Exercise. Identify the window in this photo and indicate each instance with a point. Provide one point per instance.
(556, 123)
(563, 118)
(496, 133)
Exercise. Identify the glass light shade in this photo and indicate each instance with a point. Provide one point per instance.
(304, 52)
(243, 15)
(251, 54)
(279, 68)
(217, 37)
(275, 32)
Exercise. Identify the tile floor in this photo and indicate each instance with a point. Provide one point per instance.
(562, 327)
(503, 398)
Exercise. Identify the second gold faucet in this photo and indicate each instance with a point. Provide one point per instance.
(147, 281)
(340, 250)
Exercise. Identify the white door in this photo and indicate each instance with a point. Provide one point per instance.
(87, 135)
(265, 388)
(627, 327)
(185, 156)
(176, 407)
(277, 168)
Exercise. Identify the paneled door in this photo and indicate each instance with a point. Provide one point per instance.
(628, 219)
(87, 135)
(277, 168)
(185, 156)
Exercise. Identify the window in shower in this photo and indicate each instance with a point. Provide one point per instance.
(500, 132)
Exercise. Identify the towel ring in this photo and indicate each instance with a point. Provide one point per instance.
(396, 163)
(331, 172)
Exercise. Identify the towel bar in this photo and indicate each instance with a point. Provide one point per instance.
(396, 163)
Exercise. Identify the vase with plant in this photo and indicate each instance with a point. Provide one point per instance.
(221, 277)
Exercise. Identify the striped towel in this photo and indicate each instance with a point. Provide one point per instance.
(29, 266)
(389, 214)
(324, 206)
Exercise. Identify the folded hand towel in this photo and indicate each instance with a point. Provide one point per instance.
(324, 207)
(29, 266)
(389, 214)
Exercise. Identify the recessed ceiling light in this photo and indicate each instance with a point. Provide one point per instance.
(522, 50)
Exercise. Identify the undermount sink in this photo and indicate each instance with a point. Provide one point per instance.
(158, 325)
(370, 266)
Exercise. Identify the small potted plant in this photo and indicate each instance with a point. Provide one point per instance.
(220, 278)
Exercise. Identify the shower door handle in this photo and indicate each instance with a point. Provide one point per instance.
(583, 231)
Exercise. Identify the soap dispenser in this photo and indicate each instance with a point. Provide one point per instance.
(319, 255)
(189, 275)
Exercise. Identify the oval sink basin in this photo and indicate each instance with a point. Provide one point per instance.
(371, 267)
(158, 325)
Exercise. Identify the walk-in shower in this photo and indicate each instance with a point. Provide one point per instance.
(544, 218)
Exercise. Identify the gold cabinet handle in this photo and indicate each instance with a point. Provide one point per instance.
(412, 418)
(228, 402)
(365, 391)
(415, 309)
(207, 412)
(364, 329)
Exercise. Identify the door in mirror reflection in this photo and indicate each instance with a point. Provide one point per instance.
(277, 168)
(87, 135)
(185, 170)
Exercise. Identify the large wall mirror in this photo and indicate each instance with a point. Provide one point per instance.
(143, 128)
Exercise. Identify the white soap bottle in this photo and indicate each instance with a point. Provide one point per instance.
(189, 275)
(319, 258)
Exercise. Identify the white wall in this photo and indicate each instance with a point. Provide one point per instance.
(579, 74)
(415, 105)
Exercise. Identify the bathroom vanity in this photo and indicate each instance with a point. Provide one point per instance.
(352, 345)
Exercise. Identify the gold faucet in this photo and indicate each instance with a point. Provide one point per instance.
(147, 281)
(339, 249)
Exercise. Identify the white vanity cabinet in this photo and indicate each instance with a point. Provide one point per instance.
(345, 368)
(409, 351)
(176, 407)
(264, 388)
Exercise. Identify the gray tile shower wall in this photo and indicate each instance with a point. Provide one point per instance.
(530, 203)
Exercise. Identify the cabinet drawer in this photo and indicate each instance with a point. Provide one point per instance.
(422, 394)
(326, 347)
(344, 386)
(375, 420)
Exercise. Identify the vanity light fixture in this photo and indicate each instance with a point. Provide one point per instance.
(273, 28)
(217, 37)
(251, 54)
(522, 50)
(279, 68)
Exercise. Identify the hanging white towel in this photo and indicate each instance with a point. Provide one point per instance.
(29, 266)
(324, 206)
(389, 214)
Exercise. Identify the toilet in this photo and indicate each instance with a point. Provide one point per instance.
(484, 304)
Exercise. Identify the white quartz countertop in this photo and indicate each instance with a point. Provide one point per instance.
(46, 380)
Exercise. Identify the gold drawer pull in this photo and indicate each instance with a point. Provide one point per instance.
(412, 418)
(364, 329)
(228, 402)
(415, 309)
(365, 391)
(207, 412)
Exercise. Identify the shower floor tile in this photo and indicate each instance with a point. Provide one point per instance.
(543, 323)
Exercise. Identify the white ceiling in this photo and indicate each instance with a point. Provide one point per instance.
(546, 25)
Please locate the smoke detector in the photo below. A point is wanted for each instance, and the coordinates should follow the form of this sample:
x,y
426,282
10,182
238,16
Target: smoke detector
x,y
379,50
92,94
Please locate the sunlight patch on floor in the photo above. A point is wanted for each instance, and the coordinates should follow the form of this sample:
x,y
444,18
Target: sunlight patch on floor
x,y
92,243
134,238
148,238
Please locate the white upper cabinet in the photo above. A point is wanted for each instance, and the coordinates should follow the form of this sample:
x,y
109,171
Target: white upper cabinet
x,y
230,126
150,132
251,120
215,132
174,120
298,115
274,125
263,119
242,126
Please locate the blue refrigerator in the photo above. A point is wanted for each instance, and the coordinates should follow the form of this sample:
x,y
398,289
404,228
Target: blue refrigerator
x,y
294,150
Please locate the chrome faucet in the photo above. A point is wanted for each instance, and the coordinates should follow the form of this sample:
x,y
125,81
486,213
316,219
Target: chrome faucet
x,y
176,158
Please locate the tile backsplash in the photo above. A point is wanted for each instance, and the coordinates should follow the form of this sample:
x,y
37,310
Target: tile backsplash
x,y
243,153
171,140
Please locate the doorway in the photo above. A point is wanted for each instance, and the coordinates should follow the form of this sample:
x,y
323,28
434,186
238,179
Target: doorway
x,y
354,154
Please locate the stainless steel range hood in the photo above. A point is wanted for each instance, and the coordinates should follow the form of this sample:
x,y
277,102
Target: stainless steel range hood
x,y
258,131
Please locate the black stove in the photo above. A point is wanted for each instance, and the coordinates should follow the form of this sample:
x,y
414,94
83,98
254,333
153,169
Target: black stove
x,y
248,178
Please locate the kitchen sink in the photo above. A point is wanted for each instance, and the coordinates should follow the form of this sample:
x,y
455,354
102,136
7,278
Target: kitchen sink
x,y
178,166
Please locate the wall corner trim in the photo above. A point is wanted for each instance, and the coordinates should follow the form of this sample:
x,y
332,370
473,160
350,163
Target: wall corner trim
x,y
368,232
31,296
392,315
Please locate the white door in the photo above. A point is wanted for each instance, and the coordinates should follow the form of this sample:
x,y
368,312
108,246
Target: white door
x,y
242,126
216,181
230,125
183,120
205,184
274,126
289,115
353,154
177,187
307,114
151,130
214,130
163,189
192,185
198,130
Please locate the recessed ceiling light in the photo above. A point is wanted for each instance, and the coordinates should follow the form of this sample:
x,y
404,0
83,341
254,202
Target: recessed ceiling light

_ACTIVITY:_ The whole listing should be restated word for word.

_ANSWER TO THIS EXERCISE:_
Exercise. Identify the window in this photo and indicate each instance with a point. Provide one point per instance.
(556, 123)
(563, 118)
(496, 133)
Exercise. Identify the glass light shade in this photo and indicate each instance with a point. Provide one point per instance.
(304, 52)
(243, 15)
(251, 54)
(279, 68)
(217, 37)
(275, 32)
Exercise. Identify the tile floor in this photo and indicate each instance with a point. Provide one point per instance.
(562, 327)
(503, 398)
Exercise. Identify the second gold faucet in this photo and indicate each instance with a point. Provide one point per instance.
(147, 281)
(340, 250)
Exercise. Identify the white door in this photo and indicate each instance with a point. Provide one point per instance.
(87, 135)
(265, 388)
(627, 327)
(185, 156)
(176, 407)
(277, 168)
Exercise. Identify the paneled door in this photo and indicate each instance with a point. Provide one point per instance.
(628, 219)
(87, 135)
(277, 168)
(185, 156)
Exercise. Identify the window in shower in this photo and indicate each instance with a point. Provide one point per instance.
(500, 132)
Exercise. Identify the towel ring in this photo and indicate each instance with a point. Provide one point per instance.
(396, 163)
(331, 172)
Exercise. Identify the towel bar in this photo and indicate each instance with a point. Provide one point per instance.
(396, 163)
Exercise. Identify the vase with plant in this photo and indicate each instance with a point. Provide one point per instance.
(221, 277)
Exercise. Identify the striped towel in this photo and indicate each instance with a point. Provide one point per instance.
(29, 266)
(389, 214)
(324, 206)
Exercise. Identify the folded hand towel in this photo and indicate each instance with a point. Provide one point per instance.
(324, 207)
(29, 266)
(389, 214)
Exercise. Identify the recessed ceiling light in this photo and indicate each instance with a point. Provide one point per instance.
(522, 50)
Exercise. Identify the undermount sink in this photo and indicate each instance with a point. Provide one point per instance.
(158, 325)
(370, 266)
Exercise. Identify the small potted plant in this photo and indicate each instance with a point. Provide one point per instance.
(220, 278)
Exercise. Identify the shower door handle in this photo and indicate each instance with a point. Provide one point per instance.
(583, 231)
Exercise. Identify the soap dispenser in this photo and indicate each instance with a point. Provide one point per instance.
(319, 255)
(189, 275)
Exercise. Identify the oval sink basin in this photo and indicate each instance with a point. Provide one point per instance.
(371, 267)
(158, 325)
Exercise. Identify the walk-in shower in this photo and indicate each instance with a point. Provide one point per instance.
(544, 218)
Exercise. Identify the gold cabinet handle in this photo and indicate each instance with a point. Provide one point per instance.
(412, 418)
(228, 402)
(365, 391)
(415, 309)
(207, 412)
(364, 329)
Exercise. Identify the door in mirror reflection in this photo and indicate each instance with a point. Provide one point per instance.
(277, 168)
(87, 135)
(185, 170)
Exercise. Identify the large wall mirror in this photo and indicate each instance with a point. Provide one point per instance.
(143, 128)
Exercise. Identify the white soap bottle in this photo and indicate each instance with a point. Provide one point per instance.
(189, 275)
(319, 258)
Exercise. Identify the white wall in this photo and indicate each instance with a point. Provide one point per instance.
(579, 74)
(415, 105)
Exercise. Identify the bathroom vanity in this photo and indicate each instance with a point. Provide one point per instance.
(352, 345)
Exercise. Identify the gold faucet in this photo and indicate each instance with a point. Provide one point per instance.
(147, 281)
(339, 249)
Exercise. Identify the white vanity cabinet in this photo and indicate each instance with a point. Provide one point per instance.
(345, 368)
(409, 351)
(176, 407)
(264, 388)
Exercise. Identify the gray tile shower wall in this photo and indicate each instance with a point. Provide one point per instance.
(530, 203)
Exercise. Identify the cabinet drawer in this photo and indicate each instance with a point. Provide one point per instance.
(422, 394)
(326, 347)
(344, 386)
(375, 420)
Exercise. Identify the vanity light fixture in this photo and indicate each instance with a point. Provide one point per instance.
(273, 28)
(217, 37)
(251, 54)
(522, 50)
(279, 68)
Exercise. Identify the hanging white towel in this photo and indicate each instance with a point. Provide one point per instance.
(29, 266)
(324, 206)
(389, 214)
Exercise. Identify the toilet in this photo and indicate each instance with a point. Provide one point per instance.
(484, 304)
Exercise. Identify the white quartz countertop in this photo and indicate each instance with a point. Provide one point per instance.
(46, 380)
Exercise. Identify the gold drawer pull in this photo and indicate each instance with a point. Provide one point per instance.
(412, 418)
(364, 329)
(228, 402)
(415, 309)
(365, 391)
(207, 412)
Exercise. Identify the shower floor tile in this photo and indicate each instance with a point. Provide one point per instance.
(543, 323)
Exercise. Identify the white ceiling in this photo and indicate each instance with a point. Provide one point per instance.
(546, 25)
Please locate the smoke detector in the photo below. A point is wanted for each instance, and the coordinates should follow the form of this sample:
x,y
426,282
10,182
238,16
Target: smoke detector
x,y
379,50
92,94
Please locate the sunlight patch on floor in the photo above. A point is wanted for each instance, and the coordinates should follow the form of this sample:
x,y
444,18
Target: sunlight patch on floor
x,y
92,243
134,238
148,238
Please locate the white upper cabinet in the photo above. A point is wanted for each instance, and the coordinates should follow the form of this sample:
x,y
109,171
Target: white upper cabinet
x,y
230,126
150,132
251,120
215,132
174,120
298,115
274,125
263,119
242,126
Please locate the blue refrigerator in the photo above. A point is wanted for each instance, and the coordinates should follow the form of this sample:
x,y
398,289
404,228
Target: blue refrigerator
x,y
294,150
Please locate the chrome faucet in the photo above. A point is wanted for each instance, and the coordinates should follow the form of this sample:
x,y
125,81
486,213
316,219
Target: chrome faucet
x,y
176,158
Please locate the tile backsplash in the photo above. A point is wanted for each instance, and the coordinates should follow the form of this sample:
x,y
37,310
Target: tile backsplash
x,y
243,153
171,140
Please locate the doorway in the photo above. A point is wanted for each instance, and the coordinates should follow the form of this sample:
x,y
323,28
434,186
238,179
Target: doorway
x,y
354,154
Please locate the stainless steel range hood in the photo above. A point is wanted for each instance, and the coordinates should follow the form of this sample:
x,y
277,102
Target: stainless steel range hood
x,y
258,131
Please locate the black stove in the photo above. A point is wanted for each instance, and the coordinates should follow the form of this sample:
x,y
414,94
83,98
254,333
153,169
Target: black stove
x,y
248,178
Please locate the kitchen sink in the photo above. A point is wanted for each instance, and the coordinates should follow the form of this sample:
x,y
455,354
102,136
7,278
Target: kitchen sink
x,y
178,166
Please locate the wall corner trim in the photo above. A point is wanted for each instance, and the coordinates should follow the form of this sample:
x,y
332,370
473,160
350,163
Target: wall corner trim
x,y
368,232
31,296
392,315
Please locate the white door in the photo above. A point is wanted for each instance, and the coordinates should follow the form of this sample:
x,y
368,312
108,246
Target: white door
x,y
242,126
216,181
230,125
183,120
205,184
274,126
289,115
353,154
177,187
307,114
151,130
214,130
163,189
192,185
198,130
Please locate the recessed ceiling light in the photo above. A point is wanted for each instance, and the coordinates should follow the form of this sample:
x,y
404,0
83,341
254,202
Target: recessed ceiling light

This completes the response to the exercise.